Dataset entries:

■ ■ ■ ■ ■ ■ ■

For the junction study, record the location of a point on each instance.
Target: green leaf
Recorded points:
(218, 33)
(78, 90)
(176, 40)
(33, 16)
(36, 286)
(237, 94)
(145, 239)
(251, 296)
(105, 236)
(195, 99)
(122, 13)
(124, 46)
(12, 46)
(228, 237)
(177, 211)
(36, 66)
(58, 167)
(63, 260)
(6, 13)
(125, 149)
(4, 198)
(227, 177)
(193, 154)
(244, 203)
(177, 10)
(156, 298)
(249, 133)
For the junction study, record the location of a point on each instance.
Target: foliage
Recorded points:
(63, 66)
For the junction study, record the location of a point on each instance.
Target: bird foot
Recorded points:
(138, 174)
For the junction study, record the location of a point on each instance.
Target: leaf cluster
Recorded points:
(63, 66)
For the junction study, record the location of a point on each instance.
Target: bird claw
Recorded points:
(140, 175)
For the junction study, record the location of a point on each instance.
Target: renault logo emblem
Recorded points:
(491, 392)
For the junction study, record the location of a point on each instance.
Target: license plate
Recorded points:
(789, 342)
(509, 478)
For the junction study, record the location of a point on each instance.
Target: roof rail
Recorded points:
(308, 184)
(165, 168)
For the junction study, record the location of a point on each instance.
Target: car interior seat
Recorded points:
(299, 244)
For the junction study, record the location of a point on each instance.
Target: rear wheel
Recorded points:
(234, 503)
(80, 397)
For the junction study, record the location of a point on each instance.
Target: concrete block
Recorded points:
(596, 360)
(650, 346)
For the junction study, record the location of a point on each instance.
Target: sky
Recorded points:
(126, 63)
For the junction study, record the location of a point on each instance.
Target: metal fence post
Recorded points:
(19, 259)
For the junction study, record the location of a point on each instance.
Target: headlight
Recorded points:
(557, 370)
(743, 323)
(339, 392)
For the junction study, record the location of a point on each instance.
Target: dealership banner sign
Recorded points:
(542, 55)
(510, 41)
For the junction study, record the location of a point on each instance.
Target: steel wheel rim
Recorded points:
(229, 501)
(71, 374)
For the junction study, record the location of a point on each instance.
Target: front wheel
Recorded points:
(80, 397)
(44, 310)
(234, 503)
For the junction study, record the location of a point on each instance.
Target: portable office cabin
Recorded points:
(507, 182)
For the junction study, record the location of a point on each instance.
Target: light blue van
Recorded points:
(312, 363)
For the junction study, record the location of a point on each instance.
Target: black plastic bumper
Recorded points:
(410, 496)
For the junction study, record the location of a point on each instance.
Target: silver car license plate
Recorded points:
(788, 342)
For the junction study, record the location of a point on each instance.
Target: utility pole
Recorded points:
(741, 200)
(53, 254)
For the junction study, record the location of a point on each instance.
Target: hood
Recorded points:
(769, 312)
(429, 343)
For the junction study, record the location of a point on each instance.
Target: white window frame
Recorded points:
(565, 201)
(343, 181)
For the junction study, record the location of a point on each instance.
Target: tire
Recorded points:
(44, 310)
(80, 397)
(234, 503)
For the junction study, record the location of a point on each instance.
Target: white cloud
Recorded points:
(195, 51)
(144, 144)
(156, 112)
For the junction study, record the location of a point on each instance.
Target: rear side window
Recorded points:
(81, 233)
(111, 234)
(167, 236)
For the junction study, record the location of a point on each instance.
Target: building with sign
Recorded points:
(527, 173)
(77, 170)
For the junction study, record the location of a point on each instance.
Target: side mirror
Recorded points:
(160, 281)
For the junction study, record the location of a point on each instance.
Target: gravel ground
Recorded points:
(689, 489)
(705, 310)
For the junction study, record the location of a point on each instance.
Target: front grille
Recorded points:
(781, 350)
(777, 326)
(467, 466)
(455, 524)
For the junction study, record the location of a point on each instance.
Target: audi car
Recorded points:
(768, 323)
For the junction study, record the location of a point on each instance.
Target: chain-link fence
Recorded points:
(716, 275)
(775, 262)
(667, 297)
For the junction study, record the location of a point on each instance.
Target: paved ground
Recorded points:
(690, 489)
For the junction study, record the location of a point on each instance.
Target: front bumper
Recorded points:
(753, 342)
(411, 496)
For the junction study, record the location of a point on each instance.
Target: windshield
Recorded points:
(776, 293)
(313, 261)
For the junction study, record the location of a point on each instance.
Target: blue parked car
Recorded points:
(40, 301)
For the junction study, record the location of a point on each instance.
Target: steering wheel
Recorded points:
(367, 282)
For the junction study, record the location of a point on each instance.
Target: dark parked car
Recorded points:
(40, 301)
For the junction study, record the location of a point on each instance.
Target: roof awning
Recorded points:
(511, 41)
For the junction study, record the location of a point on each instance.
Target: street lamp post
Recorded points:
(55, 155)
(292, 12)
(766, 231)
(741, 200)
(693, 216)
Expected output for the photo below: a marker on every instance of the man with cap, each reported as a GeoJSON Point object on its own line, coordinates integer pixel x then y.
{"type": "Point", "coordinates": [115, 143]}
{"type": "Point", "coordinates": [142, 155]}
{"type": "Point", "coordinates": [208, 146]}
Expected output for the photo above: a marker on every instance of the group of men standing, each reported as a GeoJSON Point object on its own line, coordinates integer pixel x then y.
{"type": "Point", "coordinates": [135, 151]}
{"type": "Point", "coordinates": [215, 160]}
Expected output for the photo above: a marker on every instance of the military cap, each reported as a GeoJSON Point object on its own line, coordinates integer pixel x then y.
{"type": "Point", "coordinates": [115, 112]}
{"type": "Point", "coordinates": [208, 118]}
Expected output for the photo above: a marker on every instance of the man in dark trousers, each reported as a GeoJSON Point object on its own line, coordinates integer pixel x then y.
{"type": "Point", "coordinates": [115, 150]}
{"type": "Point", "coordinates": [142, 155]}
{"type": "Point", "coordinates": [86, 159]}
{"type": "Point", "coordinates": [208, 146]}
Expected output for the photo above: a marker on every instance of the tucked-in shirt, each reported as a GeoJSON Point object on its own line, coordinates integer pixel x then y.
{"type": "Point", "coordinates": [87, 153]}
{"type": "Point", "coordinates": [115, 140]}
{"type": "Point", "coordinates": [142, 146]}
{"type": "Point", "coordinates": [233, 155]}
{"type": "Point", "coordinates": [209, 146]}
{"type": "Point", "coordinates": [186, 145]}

■ ■ ■ ■ ■ ■ ■

- **Problem**
Return every line from the records above that holds the word "blue".

- **Answer section**
Target: light blue van
Target: blue parked car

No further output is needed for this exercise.